- [Document passage]

__In this project I cover some of the most basic techniques to tackle text data using pyspark.__
It good to not that the five major steps for most NLPs are:
- Reading the Corps
- Tokenization.
- Cleaning/ Stopword Removal
- Stemming
- Converting into numerical form.

In [1]:
#create spark session
from pyspark.sql import SparkSession

spark=SparkSession.builder.appName('Natural Language Processing').getOrCreate()

Let us see how we can do tokenization using PySpark. The first step is to create a dataframe that has text data.

In [4]:
df = spark.createDataFrame([(1,'I really liked this movie'),
                            (2,'I would recommend this movie to my friends'),
                            (3,'movie was alright but acting was horrible'),
                            (4,'I am never watching that movie ever again')],
                           ['user_id','review'])
df.show(4,False)

+-------+------------------------------------------+
|user_id|review                                    |
+-------+------------------------------------------+
|1      |I really liked this movie                 |
|2      |I would recommend this movie to my friends|
|3      |movie was alright but acting was horrible |
|4      |I am never watching that movie ever again |
+-------+------------------------------------------+



The next step is to import Tokenizer from the Spark library. We have to then pass the input column and name the output column after tokenization. We use the transform function in order to apply tokenization to the review column.

In [7]:
from pyspark.ml.feature import Tokenizer
tokenization = Tokenizer(inputCol='review', outputCol='tokens')
tokenized_df=tokenization.transform(df)
tokenized_df.show(5, False)

+-------+------------------------------------------+---------------------------------------------------+
|user_id|review                                    |tokens                                             |
+-------+------------------------------------------+---------------------------------------------------+
|1      |I really liked this movie                 |[i, really, liked, this, movie]                    |
|2      |I would recommend this movie to my friends|[i, would, recommend, this, movie, to, my, friends]|
|3      |movie was alright but acting was horrible |[movie, was, alright, but, acting, was, horrible]  |
|4      |I am never watching that movie ever again |[i, am, never, watching, that, movie, ever, again] |
+-------+------------------------------------------+---------------------------------------------------+



__The new column contains tokens for each sentence__

### Stop Words Removal
Stop words and little to no value to our analysis. Including them in our computation only increases computation overhead without adding too much insight.

In [9]:
from pyspark.ml.feature import StopWordsRemover
stopword_removal=StopWordsRemover(inputCol='tokens', outputCol='refined_tokens')
refined_df = stopword_removal.transform(tokenized_df)
refined_df.select('user_id', 'tokens', 'refined_tokens').show(5, False)

+-------+---------------------------------------------------+----------------------------------+
|user_id|tokens                                             |refined_tokens                    |
+-------+---------------------------------------------------+----------------------------------+
|1      |[i, really, liked, this, movie]                    |[really, liked, movie]            |
|2      |[i, would, recommend, this, movie, to, my, friends]|[would, recommend, movie, friends]|
|3      |[movie, was, alright, but, acting, was, horrible]  |[movie, alright, acting, horrible]|
|4      |[i, am, never, watching, that, movie, ever, again] |[never, watching, movie, ever]    |
+-------+---------------------------------------------------+----------------------------------+



__The refined_tokens column has all the stopwords removed.__

## Bag of Words (BOW)

- [Set task 1] Edit the records from the line containing "Can you spot the green" through the line containing "xmin=0 ymin=0 xmax=60 ymax=34", changing "interface" to "image" and keeping everything else the same.

- [Bounding-box records]

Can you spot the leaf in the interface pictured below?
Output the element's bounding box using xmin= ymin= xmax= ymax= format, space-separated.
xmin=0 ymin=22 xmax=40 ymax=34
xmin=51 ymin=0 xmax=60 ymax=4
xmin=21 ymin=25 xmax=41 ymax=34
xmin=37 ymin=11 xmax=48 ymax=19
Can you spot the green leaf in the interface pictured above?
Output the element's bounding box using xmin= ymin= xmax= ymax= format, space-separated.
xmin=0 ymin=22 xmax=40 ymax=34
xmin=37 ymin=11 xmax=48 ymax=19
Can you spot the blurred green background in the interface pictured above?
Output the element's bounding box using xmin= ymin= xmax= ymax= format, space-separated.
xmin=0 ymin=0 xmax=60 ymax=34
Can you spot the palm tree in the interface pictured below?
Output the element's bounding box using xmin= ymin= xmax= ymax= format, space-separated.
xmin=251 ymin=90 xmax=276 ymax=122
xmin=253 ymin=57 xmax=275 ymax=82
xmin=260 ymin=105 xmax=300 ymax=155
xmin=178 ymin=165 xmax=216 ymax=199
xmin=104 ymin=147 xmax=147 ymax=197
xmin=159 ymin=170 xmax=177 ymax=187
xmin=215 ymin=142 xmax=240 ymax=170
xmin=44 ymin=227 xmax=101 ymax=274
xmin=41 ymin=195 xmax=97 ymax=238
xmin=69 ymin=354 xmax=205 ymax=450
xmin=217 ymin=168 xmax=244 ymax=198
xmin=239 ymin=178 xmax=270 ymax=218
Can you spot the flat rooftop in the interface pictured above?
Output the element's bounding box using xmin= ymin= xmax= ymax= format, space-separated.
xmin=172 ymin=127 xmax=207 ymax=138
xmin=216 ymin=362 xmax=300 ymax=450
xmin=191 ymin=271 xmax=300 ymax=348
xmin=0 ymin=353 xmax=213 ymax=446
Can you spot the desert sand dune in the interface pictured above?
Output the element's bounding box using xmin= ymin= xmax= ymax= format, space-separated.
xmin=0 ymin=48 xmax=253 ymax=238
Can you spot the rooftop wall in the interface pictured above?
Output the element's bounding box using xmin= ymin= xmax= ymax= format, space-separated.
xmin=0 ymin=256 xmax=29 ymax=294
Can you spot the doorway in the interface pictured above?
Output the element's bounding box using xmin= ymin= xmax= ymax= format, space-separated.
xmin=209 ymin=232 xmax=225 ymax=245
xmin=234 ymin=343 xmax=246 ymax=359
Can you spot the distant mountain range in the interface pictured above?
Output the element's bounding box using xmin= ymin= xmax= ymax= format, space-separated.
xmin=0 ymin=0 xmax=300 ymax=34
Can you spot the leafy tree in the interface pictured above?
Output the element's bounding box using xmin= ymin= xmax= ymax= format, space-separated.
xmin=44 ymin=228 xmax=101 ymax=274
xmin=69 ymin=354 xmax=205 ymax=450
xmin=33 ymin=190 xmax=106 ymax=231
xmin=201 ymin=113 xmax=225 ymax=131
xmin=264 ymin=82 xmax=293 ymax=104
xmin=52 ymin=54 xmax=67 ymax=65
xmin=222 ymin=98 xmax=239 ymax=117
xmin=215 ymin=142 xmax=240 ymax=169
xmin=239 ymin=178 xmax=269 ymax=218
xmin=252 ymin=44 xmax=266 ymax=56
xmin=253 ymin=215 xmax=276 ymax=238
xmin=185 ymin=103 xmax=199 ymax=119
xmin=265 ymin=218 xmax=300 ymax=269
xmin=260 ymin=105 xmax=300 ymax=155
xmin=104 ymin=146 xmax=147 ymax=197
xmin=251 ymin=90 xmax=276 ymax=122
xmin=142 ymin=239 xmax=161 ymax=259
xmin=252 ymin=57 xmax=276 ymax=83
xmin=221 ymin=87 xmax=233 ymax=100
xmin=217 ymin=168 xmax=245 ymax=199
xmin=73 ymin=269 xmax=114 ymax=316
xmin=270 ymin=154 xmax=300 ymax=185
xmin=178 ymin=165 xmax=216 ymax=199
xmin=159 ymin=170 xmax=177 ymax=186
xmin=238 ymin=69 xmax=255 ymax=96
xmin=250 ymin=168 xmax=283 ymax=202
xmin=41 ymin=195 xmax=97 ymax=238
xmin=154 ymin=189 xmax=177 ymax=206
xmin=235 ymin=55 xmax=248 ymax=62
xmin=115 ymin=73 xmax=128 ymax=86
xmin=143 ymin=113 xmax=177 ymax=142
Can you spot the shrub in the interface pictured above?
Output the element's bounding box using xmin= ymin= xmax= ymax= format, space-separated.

- [Set task 2]
Answer these questions from the PySpark text-processing tutorial:
(a) What app name is given to the Spark session?
(b) What output column name does the StopWordsRemover use?
(c) Which refined tokens are listed for user_id 4?

- [Written response 1]
Can you spot the green leaf in the image pictured above?
Output the element's bounding box using xmin= ymin= xmax= ymax= format, space-separated.
xmin=0 ymin=22 xmax=40 ymax=34
xmin=37 ymin=11 xmax=48 ymax=19
Can you spot the blurred green background in the image pictured above?
Output the element's bounding box using xmin= ymin= xmax= ymax= format, space-separated.
xmin=0 ymin=0 xmax=60 ymax=34

- [Written response 2]
(a) 'Natural Language Processing'
(b) refined_tokens
(c) [never, watching, movie, ever]